*TEXT SHOWN*
*** Begin section ***

A lot of people wonder whether puppies can eat regular (adult) dog food. While they can, it isn’t recommended. Not if you want your dog to grow up nice, healthy and strong. Let us explain why.
Why can’t puppies eat adult dog food?
There are a lot of people that will give their puppies adult dog food to eat. It seems that many people just believe dog food to be dog food, and when a product is marketed as being ‘for puppies’ it is nothing more than a bit of crafty marketing.
Other people already own a dog when they bring a puppy into the family, and the two dogs just usually end up sharing food.
This is not recommended.
What you need to realize is that puppies have different nutritional requirements compared to a fully-grown dog. They are still growing, and at a rather rapid rate at that. This means that they need more nutrients that will help to aid their growth e.g. protein.
As a dog gets older, it has fewer protein requirements in its diet.
Basically, it all comes down to differences in nutrition.
Let’s dive deeper to look at the differences between puppy food and adult dog food. Hopefully, this will give you more of an idea as to why puppies should be eating specific puppy food.
We have already touched upon this in the previous section and this is the main reason why having puppies eat adult dog food is a big ‘no‘.

*** End section ***

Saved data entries
*** Begin section ***

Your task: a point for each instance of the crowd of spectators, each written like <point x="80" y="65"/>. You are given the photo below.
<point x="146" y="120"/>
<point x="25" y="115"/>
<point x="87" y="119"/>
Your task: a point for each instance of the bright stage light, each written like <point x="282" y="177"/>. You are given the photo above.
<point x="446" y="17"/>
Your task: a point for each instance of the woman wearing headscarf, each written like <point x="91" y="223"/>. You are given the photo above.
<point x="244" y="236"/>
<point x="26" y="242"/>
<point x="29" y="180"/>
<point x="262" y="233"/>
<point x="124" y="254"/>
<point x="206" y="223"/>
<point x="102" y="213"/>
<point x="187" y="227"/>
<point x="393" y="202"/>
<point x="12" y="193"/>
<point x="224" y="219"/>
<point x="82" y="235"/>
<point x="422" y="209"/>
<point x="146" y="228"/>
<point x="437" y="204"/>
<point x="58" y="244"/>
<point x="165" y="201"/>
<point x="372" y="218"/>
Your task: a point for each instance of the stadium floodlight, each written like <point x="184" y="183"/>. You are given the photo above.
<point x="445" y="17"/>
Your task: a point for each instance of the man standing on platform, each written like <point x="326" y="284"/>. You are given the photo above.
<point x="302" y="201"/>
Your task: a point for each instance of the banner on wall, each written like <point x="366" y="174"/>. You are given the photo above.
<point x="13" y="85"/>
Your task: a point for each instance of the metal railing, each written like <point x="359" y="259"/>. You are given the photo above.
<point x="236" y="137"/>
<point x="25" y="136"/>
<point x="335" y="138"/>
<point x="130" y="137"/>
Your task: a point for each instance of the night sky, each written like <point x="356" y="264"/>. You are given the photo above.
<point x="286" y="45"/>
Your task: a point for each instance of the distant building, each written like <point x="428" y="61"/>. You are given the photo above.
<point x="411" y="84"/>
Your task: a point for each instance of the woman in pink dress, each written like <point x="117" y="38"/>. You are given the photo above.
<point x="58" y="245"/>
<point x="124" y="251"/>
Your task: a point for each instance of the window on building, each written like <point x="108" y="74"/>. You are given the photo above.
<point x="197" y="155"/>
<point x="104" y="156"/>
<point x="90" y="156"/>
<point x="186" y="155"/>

*** End section ***

*TASK REQUIREMENTS*
A - In the text about puppies and adult dog food, which nutrient is given as an example of what puppies need more of to aid their growth?
B - Transcribe the part of the text about puppies and adult dog food between "This is not" and "specific puppy food.", inclusive.
C - Pick up the text about puppies and adult dog food where it ends and continue writing it.

*ANSWERS PROVIDED*
A - Protein.

B -
This is not recommended.
What you need to realize is that puppies have different nutritional requirements compared to a fully-grown dog. They are still growing, and at a rather rapid rate at that. This means that they need more nutrients that will help to aid their growth e.g. protein.
As a dog gets older, it has fewer protein requirements in its diet.
Basically, it all comes down to differences in nutrition.
Let’s dive deeper to look at the differences between puppy food and adult dog food. Hopefully, this will give you more of an idea as to why puppies should be eating specific puppy food.

C -
So, what is protein? Protein is often known as the building block of life. Every animal needs protein in its diet.
Proteins are a collection of nutrients that provide the animal with the resources they need to grow. Take your own body, for instance. Hair growth requires proteins. Nail growth requires protein. The formation of new skin cells requires protein.
You cannot develop properly without protein.
As you know, puppies grow at an astonishingly quick rate. They will be fully-grown adult dogs within 2-3 years. For this, they are going to need to have a lot of protein in their diet. Without it, their growth will be stunted. They may even suffer from medical issues that could lead to an early death.
This is where the ‘main’ difference with puppy food is.
In puppy food, the protein content will sit somewhere around the 23% mark.
In adult dog food, protein will be closer to the 18% mark. There may be a few small variations based upon the brand, but there will always be this huge difference between adult and puppy food.
This means that if you have puppies eat adult dog food, they will be getting 7% less protein. This is a huge amount for a growing animal.
It isn’t just the total protein count you need to pay attention to either. As we said; proteins are a collection of nutrients. There are many different proteins, and puppies will need different proteins compared to an adult dog.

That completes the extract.